─── EXTRAIT DU TEXTE ───
Certes, la conceptualisation et la pensée abstraite sont difficiles pour certains élèves du Modal. La démarche philosophique et la pensée analogique peuvent alors les aider dans l'éveil de leur propre intelligence. La transmission de l'héritage philosophique peut passer par ce que je nomme des « histoires enseignement ». Ces dernières sont des contes, des allégories ou des mythes philosophiques. Ces outils de travail permettent d'obtenir de la part de l'élève une compréhension, sans qu'il ait à produire de gros efforts intellectuels. L'« histoire enseignement » permet de contourner la difficulté purement intellectuelle, en touchant d'abord les intuitions et la sensibilité des élèves. L'histoire de la philosophie antique occidentale, par exemple, est souvent relatée sous cette forme. La pensée et les faits et gestes d'un Socrate, d'un Diogène au d'un Épictète sont souvent transmis de cette manière. L'avantage d'un tel outil tient dans le fait qu'il peut occuper un cours entier en travaillant sur un conte ou un mythe philosophique, ou bien s'intercaler au sein des autres moyens pédagogiques par l'intermédiaire de courtes histoires.
─── MATÉRIEL D'ÉTUDE ───
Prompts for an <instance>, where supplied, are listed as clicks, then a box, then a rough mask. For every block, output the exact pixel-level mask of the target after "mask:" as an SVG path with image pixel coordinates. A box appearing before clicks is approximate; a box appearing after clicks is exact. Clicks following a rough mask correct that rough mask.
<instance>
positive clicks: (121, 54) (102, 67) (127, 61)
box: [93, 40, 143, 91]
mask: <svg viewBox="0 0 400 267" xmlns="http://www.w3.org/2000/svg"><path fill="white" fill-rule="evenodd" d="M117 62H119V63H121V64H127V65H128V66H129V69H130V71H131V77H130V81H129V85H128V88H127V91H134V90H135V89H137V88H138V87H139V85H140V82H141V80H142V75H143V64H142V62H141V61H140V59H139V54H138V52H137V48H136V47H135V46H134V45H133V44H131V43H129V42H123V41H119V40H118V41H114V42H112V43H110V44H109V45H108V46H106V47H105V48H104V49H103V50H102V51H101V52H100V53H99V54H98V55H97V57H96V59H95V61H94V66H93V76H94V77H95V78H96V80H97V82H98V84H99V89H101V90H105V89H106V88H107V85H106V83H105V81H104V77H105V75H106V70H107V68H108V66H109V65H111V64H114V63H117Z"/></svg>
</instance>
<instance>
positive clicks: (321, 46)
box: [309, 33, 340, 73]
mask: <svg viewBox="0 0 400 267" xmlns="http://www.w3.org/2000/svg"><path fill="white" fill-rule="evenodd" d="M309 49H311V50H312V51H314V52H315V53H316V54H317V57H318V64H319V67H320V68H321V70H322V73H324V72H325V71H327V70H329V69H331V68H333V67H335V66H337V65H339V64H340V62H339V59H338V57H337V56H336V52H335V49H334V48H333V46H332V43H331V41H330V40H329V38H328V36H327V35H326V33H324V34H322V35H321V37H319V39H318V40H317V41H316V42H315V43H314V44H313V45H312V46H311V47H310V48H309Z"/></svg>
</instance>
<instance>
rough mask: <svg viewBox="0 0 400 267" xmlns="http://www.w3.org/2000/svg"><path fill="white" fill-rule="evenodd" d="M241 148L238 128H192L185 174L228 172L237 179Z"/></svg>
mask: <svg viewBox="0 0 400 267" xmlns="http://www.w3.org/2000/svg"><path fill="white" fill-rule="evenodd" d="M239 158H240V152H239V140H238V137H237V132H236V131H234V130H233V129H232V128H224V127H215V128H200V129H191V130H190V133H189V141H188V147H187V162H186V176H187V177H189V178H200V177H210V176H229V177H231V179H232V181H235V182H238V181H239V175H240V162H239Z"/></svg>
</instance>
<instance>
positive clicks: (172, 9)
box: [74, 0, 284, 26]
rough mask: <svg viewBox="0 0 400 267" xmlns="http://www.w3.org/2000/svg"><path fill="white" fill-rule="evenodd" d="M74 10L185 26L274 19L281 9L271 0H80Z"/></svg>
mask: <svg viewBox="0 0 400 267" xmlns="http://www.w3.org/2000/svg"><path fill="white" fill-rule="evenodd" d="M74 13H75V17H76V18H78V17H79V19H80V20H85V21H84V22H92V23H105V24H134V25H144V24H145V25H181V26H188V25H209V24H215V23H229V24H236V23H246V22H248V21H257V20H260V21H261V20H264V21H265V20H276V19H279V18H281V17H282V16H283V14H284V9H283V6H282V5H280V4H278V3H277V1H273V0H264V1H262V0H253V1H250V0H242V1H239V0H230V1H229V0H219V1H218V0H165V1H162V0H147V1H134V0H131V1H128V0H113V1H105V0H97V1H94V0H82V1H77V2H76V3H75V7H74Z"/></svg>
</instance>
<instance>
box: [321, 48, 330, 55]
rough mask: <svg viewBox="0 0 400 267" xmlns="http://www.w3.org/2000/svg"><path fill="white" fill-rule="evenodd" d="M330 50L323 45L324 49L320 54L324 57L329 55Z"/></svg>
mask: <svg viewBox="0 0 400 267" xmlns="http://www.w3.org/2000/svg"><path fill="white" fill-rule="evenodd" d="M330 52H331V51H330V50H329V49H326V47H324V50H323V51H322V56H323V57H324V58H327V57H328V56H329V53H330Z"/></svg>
───
─── MATÉRIEL D'ÉTUDE ───
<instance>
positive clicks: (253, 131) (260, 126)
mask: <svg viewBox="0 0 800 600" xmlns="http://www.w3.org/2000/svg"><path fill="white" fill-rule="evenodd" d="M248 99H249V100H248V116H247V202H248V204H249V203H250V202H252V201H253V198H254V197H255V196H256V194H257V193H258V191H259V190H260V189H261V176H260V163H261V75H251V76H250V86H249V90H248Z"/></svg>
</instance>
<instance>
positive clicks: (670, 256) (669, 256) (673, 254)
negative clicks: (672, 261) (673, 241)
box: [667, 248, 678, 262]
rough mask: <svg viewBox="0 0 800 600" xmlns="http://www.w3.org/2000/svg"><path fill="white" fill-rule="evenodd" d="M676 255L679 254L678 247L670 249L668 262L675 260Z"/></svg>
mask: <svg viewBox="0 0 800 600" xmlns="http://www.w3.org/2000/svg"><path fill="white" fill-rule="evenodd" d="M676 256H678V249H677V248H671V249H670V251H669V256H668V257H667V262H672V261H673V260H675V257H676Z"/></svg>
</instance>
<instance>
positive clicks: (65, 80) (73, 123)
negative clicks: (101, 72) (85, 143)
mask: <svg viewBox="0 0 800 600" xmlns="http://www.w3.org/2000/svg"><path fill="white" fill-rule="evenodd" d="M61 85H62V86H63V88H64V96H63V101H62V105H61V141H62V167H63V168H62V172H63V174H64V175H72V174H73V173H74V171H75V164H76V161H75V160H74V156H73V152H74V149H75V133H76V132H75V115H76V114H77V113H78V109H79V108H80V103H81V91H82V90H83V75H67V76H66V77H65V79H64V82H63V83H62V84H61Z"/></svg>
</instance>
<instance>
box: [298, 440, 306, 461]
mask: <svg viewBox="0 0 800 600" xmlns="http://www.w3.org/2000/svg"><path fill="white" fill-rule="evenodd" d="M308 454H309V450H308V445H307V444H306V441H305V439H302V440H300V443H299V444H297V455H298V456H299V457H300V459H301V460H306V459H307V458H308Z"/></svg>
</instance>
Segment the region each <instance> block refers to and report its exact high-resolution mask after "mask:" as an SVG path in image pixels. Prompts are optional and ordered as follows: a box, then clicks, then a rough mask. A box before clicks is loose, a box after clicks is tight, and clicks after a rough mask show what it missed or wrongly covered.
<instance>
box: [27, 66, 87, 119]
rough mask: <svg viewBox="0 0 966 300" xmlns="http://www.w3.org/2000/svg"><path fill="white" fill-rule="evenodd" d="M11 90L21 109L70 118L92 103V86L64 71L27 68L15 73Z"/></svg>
───
TÂCHES À RÉALISER:
1. Dans l'extrait sur l'enseignement de la philosophie, quel nom est donné aux contes, allégories et mythes philosophiques servant à transmettre l'héritage philosophique ?
2. Repérez toutes les lignes qui contiennent le mot « positive » et recopiez-les intégralement.
Les lignes n'ont aucun rapport avec l'extrait.

RÉPONSES DANS L'ORDRE:
1. On les appelle des « histoires enseignement ».

2.
positive clicks: (121, 54) (102, 67) (127, 61)
positive clicks: (321, 46)
positive clicks: (172, 9)
positive clicks: (253, 131) (260, 126)
positive clicks: (670, 256) (669, 256) (673, 254)
positive clicks: (65, 80) (73, 123)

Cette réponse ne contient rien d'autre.